▶ **EXTRACT PROVIDED**

The data of 184,950 patients pathologically diagnosed with primary GC from 2010 to 2015 were collected from the SEER database. After screening according to the inclusion and exclusion criteria, a total of 3895 patients were included and randomly divided into two sets (Fig. 1a): the training set (n = 2726, 70%) (Supplementary Table 1) and the validation set (n = 1169, 30%) (Supplementary Table 2).

Fig. 1
figure 1

Flowchart of patient selection (a); restricted cubic spline (RCS) of the LONT for OS (b) and DSS (c)

The latest follow-up date was December 2020. The median follow-up time was 27 months (range 15–47 months) in the training cohort and 27 months (range 16–48 months) in the validation cohort. There was no significant difference in clinicopathological features between the two groups (all p > 0.05). The percentage of patients who were diagnosed with stomach cancer remained relatively constant between 2010 and 2015. According to restricted cubic spline (RCS) analysis, the best LONT cutoff value was determined to be 1.792 for distinguishing OS and DSS, and then the LONT was converted into a dichotomous variable: high vs. low, as shown in Fig. 1b, c.

In the training set, there were 1419 patients with a “low LONT,” 1307 patients with a “high LONT,” and there were 636 patients with a “low LONT” and 533 patients with a “high LONT” in the validation set. Male patients accounted for 71% in the two cohorts. Detailed information about the clinicopathological features is shown in Table 1.

▶ **WHAT IS NEEDED**
Rewrite the gastric cancer passage starting with "The latest follow-up" and going on through "in Fig. 1b, c.", changing "December 2020" to "January 2021". The listing is separate from the gastric cancer passage.

▶ **DATA EXTRACTS**

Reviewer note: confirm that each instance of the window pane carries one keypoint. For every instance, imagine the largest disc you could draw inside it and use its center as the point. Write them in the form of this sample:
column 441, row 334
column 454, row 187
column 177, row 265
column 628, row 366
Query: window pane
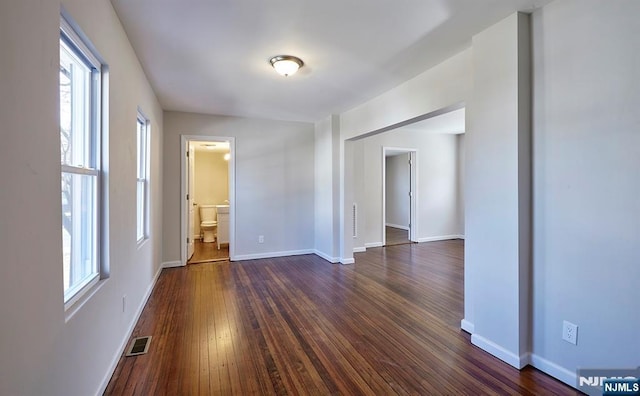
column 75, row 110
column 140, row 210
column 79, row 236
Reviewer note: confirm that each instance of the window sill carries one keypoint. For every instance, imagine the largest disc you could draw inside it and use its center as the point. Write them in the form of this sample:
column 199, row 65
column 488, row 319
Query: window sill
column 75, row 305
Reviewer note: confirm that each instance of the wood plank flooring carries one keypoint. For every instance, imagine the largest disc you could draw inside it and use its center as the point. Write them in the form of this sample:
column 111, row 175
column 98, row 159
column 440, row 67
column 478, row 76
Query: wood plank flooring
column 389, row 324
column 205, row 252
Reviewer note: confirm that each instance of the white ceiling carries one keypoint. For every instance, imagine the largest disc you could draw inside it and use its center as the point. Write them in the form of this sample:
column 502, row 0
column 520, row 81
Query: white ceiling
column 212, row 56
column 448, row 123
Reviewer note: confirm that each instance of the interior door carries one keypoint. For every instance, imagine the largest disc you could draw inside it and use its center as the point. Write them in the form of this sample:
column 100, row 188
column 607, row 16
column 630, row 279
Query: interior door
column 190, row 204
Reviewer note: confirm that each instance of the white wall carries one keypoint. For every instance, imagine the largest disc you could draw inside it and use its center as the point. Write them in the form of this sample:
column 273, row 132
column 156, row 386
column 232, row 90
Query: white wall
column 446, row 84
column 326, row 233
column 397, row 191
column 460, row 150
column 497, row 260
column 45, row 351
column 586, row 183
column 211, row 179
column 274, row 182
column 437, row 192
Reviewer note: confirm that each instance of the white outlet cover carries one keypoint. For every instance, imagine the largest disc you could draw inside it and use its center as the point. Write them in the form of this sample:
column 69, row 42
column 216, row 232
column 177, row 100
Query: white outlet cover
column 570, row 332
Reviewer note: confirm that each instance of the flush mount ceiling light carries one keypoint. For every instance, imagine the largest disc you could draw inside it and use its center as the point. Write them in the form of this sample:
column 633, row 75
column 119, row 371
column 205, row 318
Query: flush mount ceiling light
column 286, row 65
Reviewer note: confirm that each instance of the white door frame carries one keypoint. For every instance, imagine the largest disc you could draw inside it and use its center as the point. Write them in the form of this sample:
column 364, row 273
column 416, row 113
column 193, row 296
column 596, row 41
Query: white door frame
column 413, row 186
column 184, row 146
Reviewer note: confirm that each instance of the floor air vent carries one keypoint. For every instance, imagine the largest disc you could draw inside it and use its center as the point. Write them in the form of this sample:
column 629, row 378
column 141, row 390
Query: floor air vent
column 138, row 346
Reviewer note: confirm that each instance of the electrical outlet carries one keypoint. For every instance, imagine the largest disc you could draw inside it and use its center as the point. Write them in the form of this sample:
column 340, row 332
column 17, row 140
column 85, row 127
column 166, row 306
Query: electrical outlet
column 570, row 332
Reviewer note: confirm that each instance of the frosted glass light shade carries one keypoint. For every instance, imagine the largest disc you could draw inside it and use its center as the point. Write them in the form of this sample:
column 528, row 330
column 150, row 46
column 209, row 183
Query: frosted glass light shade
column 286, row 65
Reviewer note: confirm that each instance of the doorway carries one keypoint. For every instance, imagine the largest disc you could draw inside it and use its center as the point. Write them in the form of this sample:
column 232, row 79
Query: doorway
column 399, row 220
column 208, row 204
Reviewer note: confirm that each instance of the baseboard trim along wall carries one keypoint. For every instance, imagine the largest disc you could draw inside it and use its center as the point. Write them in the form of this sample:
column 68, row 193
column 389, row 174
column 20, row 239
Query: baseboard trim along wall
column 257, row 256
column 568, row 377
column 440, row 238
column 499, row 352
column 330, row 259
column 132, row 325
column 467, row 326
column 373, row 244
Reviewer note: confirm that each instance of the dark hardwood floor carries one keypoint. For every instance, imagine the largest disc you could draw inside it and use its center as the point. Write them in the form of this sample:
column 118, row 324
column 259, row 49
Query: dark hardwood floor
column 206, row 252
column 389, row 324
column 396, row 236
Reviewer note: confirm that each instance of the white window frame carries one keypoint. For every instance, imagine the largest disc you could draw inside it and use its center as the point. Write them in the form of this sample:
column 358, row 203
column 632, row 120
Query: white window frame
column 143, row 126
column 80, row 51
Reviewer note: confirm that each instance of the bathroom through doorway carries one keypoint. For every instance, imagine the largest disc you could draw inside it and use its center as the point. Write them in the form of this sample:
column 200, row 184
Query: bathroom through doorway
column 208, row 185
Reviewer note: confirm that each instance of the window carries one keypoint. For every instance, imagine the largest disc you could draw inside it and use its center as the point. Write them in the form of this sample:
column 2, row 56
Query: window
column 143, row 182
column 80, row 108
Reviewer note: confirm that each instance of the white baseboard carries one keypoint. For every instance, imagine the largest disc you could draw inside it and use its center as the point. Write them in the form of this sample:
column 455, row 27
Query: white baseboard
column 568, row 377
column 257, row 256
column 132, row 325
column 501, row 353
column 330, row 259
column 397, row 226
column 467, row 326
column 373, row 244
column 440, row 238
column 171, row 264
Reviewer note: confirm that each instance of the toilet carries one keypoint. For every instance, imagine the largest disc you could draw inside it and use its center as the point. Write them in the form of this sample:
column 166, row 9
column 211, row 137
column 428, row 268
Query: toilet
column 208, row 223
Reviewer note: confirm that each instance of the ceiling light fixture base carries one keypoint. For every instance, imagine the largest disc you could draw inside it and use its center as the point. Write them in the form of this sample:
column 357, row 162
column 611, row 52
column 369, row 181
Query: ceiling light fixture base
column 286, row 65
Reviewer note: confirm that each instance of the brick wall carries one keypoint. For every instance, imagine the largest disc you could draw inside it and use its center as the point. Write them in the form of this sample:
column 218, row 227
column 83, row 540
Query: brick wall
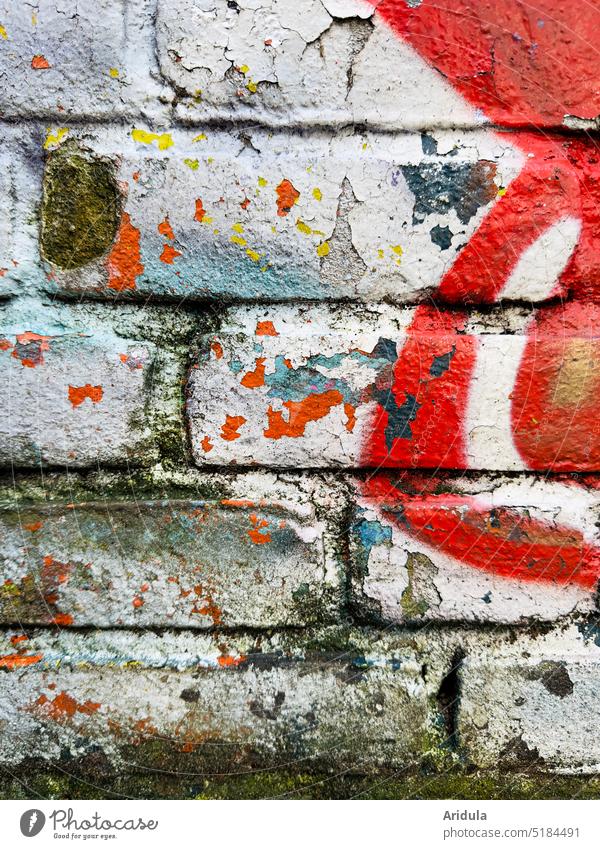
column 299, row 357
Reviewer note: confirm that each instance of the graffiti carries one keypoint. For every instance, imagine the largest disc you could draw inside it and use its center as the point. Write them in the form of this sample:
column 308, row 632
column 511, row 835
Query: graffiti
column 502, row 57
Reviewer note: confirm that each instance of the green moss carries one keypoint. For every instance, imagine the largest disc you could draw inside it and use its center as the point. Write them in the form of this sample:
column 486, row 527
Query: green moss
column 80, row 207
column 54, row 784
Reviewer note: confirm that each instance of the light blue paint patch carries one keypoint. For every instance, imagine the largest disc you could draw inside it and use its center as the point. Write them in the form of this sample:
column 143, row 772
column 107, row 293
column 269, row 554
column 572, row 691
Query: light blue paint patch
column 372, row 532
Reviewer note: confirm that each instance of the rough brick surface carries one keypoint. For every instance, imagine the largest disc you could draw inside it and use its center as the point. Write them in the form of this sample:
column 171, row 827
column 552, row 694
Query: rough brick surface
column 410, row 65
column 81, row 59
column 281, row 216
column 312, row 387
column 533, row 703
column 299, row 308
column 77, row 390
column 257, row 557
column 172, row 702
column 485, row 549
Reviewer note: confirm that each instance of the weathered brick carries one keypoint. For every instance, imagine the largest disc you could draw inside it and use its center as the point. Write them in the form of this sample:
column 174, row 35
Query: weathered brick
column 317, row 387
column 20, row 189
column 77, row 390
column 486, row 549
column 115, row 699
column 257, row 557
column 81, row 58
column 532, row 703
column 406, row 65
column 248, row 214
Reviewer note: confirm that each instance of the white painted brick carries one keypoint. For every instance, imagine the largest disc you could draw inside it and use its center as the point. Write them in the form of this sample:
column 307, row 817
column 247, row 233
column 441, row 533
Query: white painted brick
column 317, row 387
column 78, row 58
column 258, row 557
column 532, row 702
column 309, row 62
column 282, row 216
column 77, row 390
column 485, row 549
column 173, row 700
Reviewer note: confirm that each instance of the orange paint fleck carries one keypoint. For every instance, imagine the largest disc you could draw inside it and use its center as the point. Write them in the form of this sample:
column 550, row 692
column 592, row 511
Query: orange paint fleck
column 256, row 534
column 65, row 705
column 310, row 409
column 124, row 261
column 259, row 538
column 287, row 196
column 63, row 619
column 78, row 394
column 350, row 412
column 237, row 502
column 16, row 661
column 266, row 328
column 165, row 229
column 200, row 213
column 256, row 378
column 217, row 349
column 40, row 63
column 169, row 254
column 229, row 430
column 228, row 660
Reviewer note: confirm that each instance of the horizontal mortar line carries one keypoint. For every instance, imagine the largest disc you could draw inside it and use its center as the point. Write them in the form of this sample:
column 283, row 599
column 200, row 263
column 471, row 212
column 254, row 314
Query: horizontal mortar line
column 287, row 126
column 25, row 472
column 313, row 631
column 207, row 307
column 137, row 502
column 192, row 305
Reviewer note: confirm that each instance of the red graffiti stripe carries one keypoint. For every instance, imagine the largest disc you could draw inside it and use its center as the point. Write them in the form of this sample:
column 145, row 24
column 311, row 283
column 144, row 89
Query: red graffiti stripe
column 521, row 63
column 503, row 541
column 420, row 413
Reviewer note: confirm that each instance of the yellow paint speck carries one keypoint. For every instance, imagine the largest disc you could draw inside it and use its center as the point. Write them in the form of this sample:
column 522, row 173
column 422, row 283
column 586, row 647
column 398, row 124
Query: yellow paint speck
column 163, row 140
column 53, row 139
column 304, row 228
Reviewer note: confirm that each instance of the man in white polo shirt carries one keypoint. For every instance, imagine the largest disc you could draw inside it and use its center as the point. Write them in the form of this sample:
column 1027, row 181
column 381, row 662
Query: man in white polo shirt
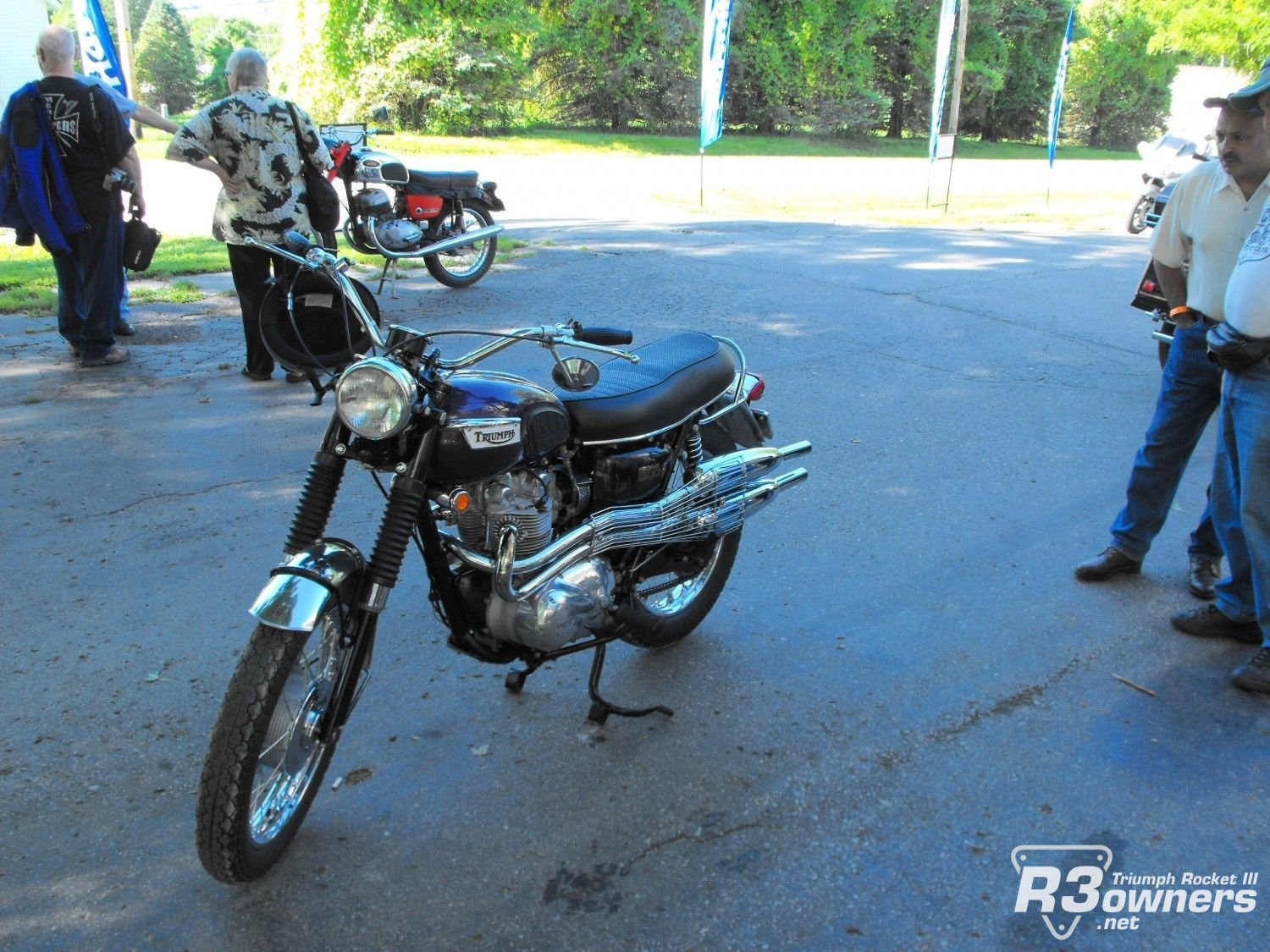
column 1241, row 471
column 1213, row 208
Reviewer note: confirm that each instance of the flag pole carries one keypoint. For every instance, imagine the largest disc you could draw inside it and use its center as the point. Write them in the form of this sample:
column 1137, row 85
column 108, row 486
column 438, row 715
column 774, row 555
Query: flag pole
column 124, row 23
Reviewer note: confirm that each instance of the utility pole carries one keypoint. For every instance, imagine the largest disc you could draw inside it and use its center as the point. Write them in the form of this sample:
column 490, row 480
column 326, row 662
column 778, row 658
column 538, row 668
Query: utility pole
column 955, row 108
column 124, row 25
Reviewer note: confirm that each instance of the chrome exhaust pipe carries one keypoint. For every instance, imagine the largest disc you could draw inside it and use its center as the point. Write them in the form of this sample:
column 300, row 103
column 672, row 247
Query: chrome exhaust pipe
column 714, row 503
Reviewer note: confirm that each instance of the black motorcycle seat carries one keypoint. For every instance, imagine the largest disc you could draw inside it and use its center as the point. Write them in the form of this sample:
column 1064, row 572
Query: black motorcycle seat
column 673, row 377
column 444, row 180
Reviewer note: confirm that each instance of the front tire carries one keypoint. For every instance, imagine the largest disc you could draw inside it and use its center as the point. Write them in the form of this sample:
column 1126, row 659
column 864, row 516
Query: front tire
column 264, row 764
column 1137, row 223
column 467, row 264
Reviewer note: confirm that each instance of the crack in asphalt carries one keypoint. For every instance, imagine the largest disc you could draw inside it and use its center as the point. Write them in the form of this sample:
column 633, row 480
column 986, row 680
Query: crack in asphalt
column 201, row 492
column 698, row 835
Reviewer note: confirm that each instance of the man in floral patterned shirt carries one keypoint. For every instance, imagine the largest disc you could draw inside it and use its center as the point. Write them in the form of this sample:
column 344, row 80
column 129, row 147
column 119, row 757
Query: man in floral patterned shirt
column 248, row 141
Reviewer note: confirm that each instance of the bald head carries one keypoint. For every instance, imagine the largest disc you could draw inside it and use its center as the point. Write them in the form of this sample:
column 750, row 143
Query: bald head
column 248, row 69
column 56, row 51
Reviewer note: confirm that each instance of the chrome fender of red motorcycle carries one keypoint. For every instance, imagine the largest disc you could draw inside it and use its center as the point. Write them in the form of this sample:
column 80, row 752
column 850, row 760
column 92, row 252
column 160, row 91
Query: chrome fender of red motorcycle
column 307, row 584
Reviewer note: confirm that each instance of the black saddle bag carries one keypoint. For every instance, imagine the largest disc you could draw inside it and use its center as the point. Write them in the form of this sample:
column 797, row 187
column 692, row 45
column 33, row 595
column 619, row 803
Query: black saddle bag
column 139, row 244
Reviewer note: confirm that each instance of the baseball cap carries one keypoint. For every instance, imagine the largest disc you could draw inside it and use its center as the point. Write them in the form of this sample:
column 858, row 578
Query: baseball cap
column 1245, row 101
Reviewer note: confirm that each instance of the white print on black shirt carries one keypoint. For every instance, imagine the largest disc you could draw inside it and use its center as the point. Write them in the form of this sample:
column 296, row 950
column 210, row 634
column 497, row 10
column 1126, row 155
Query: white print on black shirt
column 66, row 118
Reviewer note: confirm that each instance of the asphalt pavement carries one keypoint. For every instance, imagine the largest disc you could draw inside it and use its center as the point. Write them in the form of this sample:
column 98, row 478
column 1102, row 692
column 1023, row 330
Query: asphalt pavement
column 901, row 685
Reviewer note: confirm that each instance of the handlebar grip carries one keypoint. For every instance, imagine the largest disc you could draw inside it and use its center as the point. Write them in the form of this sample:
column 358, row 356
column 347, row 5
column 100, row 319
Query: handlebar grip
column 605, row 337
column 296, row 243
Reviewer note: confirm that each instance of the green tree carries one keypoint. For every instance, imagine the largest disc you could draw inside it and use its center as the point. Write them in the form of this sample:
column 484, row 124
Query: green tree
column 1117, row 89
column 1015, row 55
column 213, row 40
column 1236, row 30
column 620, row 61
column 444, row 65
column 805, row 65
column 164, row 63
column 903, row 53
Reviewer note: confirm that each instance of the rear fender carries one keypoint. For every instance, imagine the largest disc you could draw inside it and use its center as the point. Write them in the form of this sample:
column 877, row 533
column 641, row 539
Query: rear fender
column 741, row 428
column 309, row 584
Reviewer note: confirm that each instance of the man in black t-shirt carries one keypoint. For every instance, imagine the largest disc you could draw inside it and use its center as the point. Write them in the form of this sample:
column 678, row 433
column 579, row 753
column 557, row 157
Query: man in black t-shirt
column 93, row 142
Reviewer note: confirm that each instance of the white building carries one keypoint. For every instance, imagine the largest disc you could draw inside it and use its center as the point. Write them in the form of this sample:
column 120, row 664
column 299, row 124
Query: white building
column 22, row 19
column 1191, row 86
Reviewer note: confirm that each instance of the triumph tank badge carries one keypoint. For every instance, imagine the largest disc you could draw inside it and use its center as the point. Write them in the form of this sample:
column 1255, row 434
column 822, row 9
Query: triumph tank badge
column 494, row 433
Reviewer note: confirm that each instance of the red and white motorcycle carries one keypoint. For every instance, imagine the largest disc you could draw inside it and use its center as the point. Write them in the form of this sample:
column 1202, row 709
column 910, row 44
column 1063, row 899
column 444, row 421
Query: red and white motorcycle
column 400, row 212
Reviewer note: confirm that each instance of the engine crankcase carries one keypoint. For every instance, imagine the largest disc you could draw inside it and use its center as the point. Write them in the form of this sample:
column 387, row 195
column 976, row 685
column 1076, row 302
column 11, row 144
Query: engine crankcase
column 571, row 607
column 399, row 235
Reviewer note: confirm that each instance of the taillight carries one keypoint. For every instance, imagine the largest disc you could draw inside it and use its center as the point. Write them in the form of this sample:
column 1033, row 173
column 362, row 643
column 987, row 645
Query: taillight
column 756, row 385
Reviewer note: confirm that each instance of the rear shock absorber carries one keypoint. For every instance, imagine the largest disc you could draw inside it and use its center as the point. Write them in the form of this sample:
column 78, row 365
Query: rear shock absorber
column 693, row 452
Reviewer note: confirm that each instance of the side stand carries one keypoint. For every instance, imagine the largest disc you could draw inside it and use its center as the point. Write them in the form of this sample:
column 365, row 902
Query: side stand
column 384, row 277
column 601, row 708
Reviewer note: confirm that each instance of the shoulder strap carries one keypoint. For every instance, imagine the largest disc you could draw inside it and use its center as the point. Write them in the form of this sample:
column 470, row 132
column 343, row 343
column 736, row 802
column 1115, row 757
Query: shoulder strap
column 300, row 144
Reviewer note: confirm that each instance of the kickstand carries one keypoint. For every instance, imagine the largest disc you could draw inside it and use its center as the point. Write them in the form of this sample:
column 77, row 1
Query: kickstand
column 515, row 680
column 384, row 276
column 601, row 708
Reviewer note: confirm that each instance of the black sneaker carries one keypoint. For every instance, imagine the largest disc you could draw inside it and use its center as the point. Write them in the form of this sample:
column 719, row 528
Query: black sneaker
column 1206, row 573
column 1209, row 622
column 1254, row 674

▶ **OUTPUT OF THE TASK**
The latest follow-up date was January 2021. The median follow-up time was 27 months (range 15–47 months) in the training cohort and 27 months (range 16–48 months) in the validation cohort. There was no significant difference in clinicopathological features between the two groups (all p > 0.05). The percentage of patients who were diagnosed with stomach cancer remained relatively constant between 2010 and 2015. According to restricted cubic spline (RCS) analysis, the best LONT cutoff value was determined to be 1.792 for distinguishing OS and DSS, and then the LONT was converted into a dichotomous variable: high vs. low, as shown in Fig. 1b, c.